**Extracted material**
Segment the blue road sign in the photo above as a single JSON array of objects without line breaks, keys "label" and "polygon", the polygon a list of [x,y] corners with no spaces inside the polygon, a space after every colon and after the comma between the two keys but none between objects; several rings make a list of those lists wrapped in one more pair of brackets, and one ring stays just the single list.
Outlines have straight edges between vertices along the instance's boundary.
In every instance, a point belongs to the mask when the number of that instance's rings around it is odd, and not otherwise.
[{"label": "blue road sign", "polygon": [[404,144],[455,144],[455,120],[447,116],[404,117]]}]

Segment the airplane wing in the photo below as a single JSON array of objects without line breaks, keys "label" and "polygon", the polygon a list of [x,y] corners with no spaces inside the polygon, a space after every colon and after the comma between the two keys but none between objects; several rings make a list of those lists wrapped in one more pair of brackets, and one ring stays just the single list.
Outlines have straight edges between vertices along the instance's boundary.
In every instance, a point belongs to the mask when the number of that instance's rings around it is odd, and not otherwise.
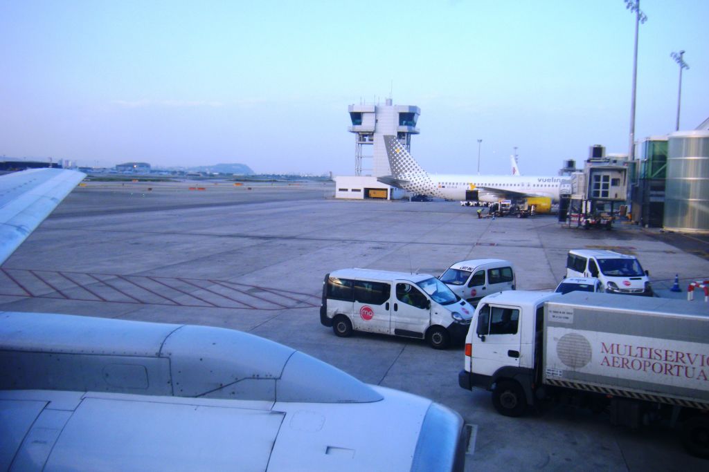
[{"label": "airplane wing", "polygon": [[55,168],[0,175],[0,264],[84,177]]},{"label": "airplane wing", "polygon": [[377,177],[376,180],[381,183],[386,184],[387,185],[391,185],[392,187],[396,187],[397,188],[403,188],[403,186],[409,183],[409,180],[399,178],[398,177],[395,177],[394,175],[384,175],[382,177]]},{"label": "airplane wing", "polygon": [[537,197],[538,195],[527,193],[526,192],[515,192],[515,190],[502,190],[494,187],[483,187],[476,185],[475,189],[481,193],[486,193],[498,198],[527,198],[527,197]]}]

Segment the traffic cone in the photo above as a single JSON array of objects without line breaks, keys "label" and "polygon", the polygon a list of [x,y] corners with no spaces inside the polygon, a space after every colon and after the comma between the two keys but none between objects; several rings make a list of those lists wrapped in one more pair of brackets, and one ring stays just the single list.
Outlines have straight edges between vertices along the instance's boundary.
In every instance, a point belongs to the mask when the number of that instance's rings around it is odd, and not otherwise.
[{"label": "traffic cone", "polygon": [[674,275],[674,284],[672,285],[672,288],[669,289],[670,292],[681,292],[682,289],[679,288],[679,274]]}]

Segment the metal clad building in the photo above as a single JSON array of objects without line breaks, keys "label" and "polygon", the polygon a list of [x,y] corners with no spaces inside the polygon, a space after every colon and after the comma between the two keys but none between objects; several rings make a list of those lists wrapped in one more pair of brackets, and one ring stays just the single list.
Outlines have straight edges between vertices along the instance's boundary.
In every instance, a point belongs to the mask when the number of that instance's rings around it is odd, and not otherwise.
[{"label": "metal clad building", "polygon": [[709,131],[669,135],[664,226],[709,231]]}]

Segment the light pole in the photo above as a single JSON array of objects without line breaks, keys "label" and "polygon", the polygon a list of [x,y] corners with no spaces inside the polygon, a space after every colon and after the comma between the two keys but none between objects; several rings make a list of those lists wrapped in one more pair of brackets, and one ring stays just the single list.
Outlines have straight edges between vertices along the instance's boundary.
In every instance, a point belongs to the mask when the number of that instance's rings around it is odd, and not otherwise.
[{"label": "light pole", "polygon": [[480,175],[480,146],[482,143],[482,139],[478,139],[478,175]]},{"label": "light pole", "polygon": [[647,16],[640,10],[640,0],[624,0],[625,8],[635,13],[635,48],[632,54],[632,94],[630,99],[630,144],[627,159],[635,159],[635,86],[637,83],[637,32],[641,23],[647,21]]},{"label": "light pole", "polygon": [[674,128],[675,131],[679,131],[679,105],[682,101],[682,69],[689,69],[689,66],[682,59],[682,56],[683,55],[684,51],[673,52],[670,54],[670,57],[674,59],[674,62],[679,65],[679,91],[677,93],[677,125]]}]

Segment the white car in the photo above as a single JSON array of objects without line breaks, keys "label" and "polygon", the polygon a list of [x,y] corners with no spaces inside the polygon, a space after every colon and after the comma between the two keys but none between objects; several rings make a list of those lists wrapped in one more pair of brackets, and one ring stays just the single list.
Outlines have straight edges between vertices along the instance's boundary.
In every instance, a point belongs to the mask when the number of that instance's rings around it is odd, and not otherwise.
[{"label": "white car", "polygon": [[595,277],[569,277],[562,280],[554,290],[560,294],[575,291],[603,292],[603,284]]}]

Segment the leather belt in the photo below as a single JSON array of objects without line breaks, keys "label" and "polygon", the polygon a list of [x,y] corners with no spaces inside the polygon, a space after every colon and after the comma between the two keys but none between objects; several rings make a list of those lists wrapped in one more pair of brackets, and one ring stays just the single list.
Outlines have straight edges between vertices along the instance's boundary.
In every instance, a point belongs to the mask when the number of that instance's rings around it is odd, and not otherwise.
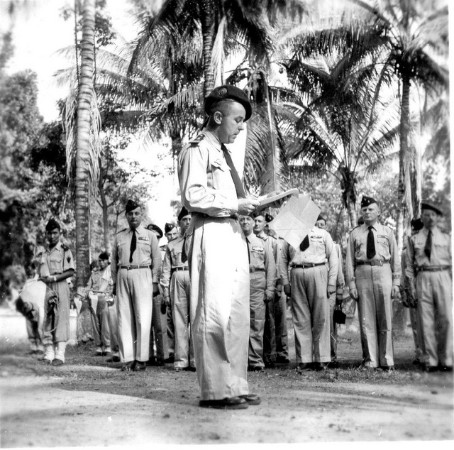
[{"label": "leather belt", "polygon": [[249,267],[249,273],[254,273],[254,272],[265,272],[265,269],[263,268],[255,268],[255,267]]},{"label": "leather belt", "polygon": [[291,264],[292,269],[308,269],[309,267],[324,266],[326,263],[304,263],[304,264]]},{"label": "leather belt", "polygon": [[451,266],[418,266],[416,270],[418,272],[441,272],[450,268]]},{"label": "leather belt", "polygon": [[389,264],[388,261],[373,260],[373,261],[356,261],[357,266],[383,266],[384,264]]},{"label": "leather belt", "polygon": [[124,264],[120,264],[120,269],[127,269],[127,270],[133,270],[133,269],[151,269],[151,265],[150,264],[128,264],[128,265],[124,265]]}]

* * *

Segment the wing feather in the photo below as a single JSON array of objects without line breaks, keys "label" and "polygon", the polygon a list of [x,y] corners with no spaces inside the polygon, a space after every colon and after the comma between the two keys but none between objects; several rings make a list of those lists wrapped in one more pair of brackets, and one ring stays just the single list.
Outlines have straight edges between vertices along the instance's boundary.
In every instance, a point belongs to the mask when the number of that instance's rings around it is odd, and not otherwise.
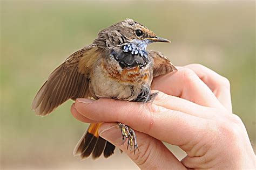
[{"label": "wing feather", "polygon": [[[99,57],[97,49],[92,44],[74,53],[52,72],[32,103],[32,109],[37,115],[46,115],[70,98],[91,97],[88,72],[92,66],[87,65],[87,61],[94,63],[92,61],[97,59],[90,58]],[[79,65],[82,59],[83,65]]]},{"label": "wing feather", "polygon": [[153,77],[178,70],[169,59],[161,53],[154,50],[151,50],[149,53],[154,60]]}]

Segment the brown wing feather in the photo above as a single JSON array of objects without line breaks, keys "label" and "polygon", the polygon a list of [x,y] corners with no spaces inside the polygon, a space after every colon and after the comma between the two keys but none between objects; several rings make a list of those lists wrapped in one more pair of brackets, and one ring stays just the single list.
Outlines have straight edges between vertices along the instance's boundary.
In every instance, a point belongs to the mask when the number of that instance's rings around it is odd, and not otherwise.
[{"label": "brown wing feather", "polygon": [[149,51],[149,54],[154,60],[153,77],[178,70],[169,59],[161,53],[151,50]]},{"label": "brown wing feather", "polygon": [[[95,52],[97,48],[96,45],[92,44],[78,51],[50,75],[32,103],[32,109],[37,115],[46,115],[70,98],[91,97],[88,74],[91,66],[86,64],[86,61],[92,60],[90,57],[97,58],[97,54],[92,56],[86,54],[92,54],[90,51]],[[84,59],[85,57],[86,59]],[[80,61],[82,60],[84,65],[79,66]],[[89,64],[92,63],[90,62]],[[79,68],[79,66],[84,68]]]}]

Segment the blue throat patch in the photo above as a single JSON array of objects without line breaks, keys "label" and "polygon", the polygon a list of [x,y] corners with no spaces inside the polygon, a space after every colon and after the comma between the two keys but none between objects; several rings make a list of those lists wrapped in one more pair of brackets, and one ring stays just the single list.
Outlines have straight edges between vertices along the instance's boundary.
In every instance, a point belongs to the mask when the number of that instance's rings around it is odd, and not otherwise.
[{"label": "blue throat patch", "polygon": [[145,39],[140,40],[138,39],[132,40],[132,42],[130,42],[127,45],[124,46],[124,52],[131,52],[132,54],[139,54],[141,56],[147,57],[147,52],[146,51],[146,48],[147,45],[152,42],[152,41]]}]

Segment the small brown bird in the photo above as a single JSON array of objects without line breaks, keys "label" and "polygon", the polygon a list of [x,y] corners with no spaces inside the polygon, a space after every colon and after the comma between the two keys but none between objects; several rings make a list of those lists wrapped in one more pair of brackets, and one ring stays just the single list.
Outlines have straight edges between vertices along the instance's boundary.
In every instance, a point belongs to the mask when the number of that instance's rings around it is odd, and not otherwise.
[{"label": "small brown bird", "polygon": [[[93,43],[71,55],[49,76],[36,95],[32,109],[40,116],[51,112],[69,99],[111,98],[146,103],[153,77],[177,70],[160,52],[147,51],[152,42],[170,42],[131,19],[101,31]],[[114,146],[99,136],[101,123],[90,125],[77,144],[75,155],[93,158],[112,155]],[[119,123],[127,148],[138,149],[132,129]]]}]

**Job**
Report how many lines in the records above contain the word "traffic", giving only the number.

**The output**
2